Task to complete =>
Below are records to transcribe in full and unchanged; omit every picture.
═════ Data
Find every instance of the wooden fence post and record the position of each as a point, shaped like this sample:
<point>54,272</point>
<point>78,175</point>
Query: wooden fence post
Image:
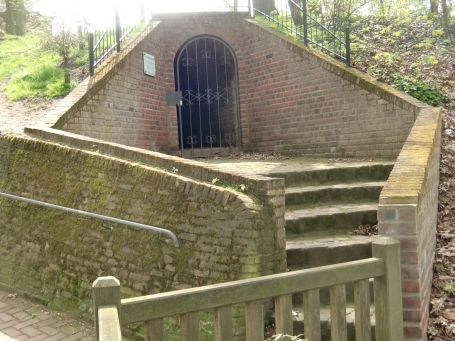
<point>387,291</point>
<point>106,291</point>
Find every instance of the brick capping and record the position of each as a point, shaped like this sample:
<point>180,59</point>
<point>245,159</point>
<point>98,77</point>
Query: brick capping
<point>405,184</point>
<point>407,211</point>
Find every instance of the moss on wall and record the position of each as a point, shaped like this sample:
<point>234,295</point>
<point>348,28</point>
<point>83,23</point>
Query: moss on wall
<point>55,256</point>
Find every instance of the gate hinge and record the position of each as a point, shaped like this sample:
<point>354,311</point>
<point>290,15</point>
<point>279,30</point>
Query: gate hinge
<point>174,98</point>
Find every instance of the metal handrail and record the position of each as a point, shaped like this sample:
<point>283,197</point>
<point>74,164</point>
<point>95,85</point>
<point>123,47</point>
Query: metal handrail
<point>96,216</point>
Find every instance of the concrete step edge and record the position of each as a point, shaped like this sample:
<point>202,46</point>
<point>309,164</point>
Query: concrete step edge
<point>294,213</point>
<point>303,189</point>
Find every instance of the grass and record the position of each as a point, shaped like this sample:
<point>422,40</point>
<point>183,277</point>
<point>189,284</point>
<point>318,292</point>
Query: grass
<point>33,72</point>
<point>41,80</point>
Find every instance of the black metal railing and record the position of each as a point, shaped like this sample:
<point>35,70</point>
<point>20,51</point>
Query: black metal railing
<point>102,43</point>
<point>327,35</point>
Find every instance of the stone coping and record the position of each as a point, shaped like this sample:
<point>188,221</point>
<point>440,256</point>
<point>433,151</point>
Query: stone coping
<point>405,183</point>
<point>258,184</point>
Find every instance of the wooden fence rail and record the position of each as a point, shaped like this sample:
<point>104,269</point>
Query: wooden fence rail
<point>384,267</point>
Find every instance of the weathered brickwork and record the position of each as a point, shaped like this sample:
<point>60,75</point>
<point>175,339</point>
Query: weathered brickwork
<point>292,99</point>
<point>55,256</point>
<point>408,212</point>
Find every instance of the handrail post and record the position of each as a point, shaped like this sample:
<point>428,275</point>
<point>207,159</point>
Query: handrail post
<point>305,23</point>
<point>251,8</point>
<point>387,291</point>
<point>91,56</point>
<point>106,291</point>
<point>118,29</point>
<point>348,47</point>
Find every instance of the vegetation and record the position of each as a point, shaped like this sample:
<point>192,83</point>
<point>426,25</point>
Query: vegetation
<point>14,16</point>
<point>38,65</point>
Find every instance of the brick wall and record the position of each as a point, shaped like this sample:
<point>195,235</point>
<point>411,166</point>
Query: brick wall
<point>298,104</point>
<point>408,212</point>
<point>54,256</point>
<point>292,99</point>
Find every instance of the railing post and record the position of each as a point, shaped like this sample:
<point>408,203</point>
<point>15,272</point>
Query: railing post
<point>142,13</point>
<point>305,23</point>
<point>91,57</point>
<point>283,314</point>
<point>387,291</point>
<point>118,30</point>
<point>348,47</point>
<point>106,291</point>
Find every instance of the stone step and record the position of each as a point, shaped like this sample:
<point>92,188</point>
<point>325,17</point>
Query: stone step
<point>334,173</point>
<point>328,220</point>
<point>353,192</point>
<point>298,322</point>
<point>305,253</point>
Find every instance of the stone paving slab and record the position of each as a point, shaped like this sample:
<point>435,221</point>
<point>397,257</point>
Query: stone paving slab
<point>291,165</point>
<point>22,319</point>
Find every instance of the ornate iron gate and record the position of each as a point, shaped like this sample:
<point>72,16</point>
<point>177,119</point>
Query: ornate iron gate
<point>206,75</point>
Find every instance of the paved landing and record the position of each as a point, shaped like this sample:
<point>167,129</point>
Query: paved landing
<point>22,319</point>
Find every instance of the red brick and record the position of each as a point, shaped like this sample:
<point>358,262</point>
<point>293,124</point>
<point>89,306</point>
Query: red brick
<point>413,332</point>
<point>407,214</point>
<point>411,302</point>
<point>410,286</point>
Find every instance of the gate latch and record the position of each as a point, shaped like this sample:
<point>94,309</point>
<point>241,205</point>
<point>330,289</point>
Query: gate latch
<point>174,98</point>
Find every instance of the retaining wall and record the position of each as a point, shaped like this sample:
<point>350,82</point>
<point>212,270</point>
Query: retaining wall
<point>292,98</point>
<point>55,256</point>
<point>407,211</point>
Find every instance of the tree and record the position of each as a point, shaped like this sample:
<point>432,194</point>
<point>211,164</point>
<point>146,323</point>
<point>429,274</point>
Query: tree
<point>14,17</point>
<point>265,6</point>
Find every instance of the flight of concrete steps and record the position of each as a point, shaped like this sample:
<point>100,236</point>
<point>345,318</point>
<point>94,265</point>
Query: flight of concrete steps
<point>323,204</point>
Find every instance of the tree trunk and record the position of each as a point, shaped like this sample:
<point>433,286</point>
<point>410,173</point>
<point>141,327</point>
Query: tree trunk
<point>14,17</point>
<point>265,6</point>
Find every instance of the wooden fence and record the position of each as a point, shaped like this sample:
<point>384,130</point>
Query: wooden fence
<point>111,311</point>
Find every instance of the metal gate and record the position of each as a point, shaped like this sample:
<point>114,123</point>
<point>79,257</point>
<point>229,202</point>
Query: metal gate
<point>206,75</point>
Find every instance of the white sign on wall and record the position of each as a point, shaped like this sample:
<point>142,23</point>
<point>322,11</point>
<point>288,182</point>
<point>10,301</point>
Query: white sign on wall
<point>149,64</point>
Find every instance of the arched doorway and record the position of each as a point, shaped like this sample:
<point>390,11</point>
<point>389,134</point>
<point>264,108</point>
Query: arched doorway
<point>208,117</point>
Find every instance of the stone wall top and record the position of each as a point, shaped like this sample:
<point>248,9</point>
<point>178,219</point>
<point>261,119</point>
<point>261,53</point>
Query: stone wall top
<point>405,184</point>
══════════
Written answer =>
Find every instance of the wooden fence post and record the position of each as a point, shaped like this sample:
<point>54,272</point>
<point>78,175</point>
Query: wooden fence post
Image:
<point>387,291</point>
<point>106,291</point>
Find every instance of the brick capping and record the position of each as a point, shaped like this sample:
<point>180,59</point>
<point>245,159</point>
<point>98,77</point>
Query: brick capping
<point>405,184</point>
<point>407,211</point>
Find every instance of the moss on wall and record the position of each as a point, shaped like this sample:
<point>234,295</point>
<point>348,28</point>
<point>83,23</point>
Query: moss on wall
<point>55,256</point>
Find every instance of the gate hinge and record the position of each as a point, shaped like this sample:
<point>354,311</point>
<point>290,15</point>
<point>279,30</point>
Query: gate hinge
<point>174,98</point>
Find every instance of the metal handrail and record the position of each as a point, shaped like this sample:
<point>283,197</point>
<point>74,164</point>
<point>95,85</point>
<point>123,47</point>
Query: metal handrail
<point>96,216</point>
Find every instance of the concrete step edge and record the position of each as a point, shaped like this sample:
<point>202,46</point>
<point>309,164</point>
Query: concrete step edge
<point>294,213</point>
<point>303,189</point>
Find every instance of the grass and record the position of each as a point, shaped like this sample:
<point>422,40</point>
<point>183,277</point>
<point>189,284</point>
<point>318,292</point>
Query: grass
<point>33,72</point>
<point>41,80</point>
Find every instance of the black metal railing and record the position of each as a point, shaped like this sample:
<point>35,70</point>
<point>20,51</point>
Query: black metal railing
<point>102,43</point>
<point>327,35</point>
Find every instance of the stone coping and record the position of each as a point, shaped like this sample:
<point>188,221</point>
<point>440,256</point>
<point>433,151</point>
Query: stone coping
<point>405,183</point>
<point>258,184</point>
Find every instance of the wooden fence rail and record the position of each as a point, shaped like this sample:
<point>104,269</point>
Query: wooden fence rail
<point>384,267</point>
Find every instance of the weathered brickwork and record the position of each as a point, shaped like this sample:
<point>60,75</point>
<point>175,339</point>
Query: weathered brickwork
<point>292,99</point>
<point>55,256</point>
<point>408,212</point>
Find every instance of the handrail post and record the position of each as a point, shaped like this sample:
<point>428,275</point>
<point>207,159</point>
Query: handrail post
<point>305,23</point>
<point>251,8</point>
<point>387,291</point>
<point>91,56</point>
<point>106,291</point>
<point>118,29</point>
<point>348,47</point>
Find every instance of the vegetation and record the position of each as a point, shaped like this sample:
<point>192,83</point>
<point>426,25</point>
Query: vegetation
<point>14,16</point>
<point>38,65</point>
Find every instance of the brick wall and record the position of each as a point, shaped like this sample:
<point>195,235</point>
<point>411,166</point>
Query: brick wall
<point>298,104</point>
<point>408,212</point>
<point>54,256</point>
<point>292,99</point>
Find every instance of the railing post and record the position of each as a point, shaped like this sample:
<point>408,203</point>
<point>15,272</point>
Query: railing post
<point>142,13</point>
<point>305,23</point>
<point>91,57</point>
<point>283,314</point>
<point>387,291</point>
<point>118,30</point>
<point>348,47</point>
<point>106,291</point>
Find every instance of the stone step and record the position of each as a point, shaped like this sample:
<point>92,188</point>
<point>325,17</point>
Query: stone step
<point>334,173</point>
<point>328,220</point>
<point>353,192</point>
<point>298,322</point>
<point>305,253</point>
Find every instance of the stone paving slab and record the position of each as a point, shaped like this sample:
<point>435,221</point>
<point>397,257</point>
Query: stone paving slab
<point>291,165</point>
<point>22,319</point>
Find every instance of the ornate iron gate and record the position of each as a point, shaped like this sample:
<point>72,16</point>
<point>177,119</point>
Query: ornate iron gate
<point>206,75</point>
Find every instance of the paved landing and record the position of each as a point, shaped like this sample:
<point>167,129</point>
Query: paved landing
<point>22,319</point>
Find every instance of the red brick and record the position of each as a point, shaped like this sample:
<point>358,262</point>
<point>293,124</point>
<point>89,306</point>
Query: red brick
<point>413,332</point>
<point>407,214</point>
<point>411,302</point>
<point>410,286</point>
Find every instance of the gate latch and record the position of each as a point, shaped like this sample:
<point>94,309</point>
<point>241,205</point>
<point>330,289</point>
Query: gate latch
<point>174,98</point>
Find every instance of the retaining wall and record the position of each as a point, shaped like this sample:
<point>350,82</point>
<point>212,270</point>
Query: retaining wall
<point>292,98</point>
<point>55,256</point>
<point>407,211</point>
Find every instance of the tree and record the position of each as a point, shaped like this sample:
<point>432,194</point>
<point>211,164</point>
<point>146,323</point>
<point>429,274</point>
Query: tree
<point>14,17</point>
<point>265,6</point>
Find every instance of the flight of concrete steps and record the position of each as a point, shaped like this sample:
<point>100,236</point>
<point>345,318</point>
<point>94,265</point>
Query: flight of concrete steps
<point>323,204</point>
Find every instance of the tree trunk and record the position of each as a point, shaped like this sample:
<point>433,286</point>
<point>410,173</point>
<point>141,327</point>
Query: tree trunk
<point>14,17</point>
<point>265,6</point>
Find every instance of the wooden fence and record the position of each as a point, shaped like this sample:
<point>384,130</point>
Query: wooden fence
<point>111,311</point>
Find every instance of the metal gate and record the position of each as a point, shaped like this sample:
<point>114,123</point>
<point>79,257</point>
<point>229,202</point>
Query: metal gate
<point>206,75</point>
Find every instance of the white sign on wall and record the position of each as a point, shaped like this sample:
<point>142,23</point>
<point>322,11</point>
<point>288,182</point>
<point>10,301</point>
Query: white sign on wall
<point>149,64</point>
Find every instance of the arched doorway and record the position of each as a point, shaped like this sample:
<point>390,11</point>
<point>389,134</point>
<point>264,108</point>
Query: arched doorway
<point>208,117</point>
Find every instance of the stone wall top and record the position of each as a point, shaped like this sample:
<point>248,9</point>
<point>178,219</point>
<point>261,119</point>
<point>261,53</point>
Query: stone wall top
<point>405,184</point>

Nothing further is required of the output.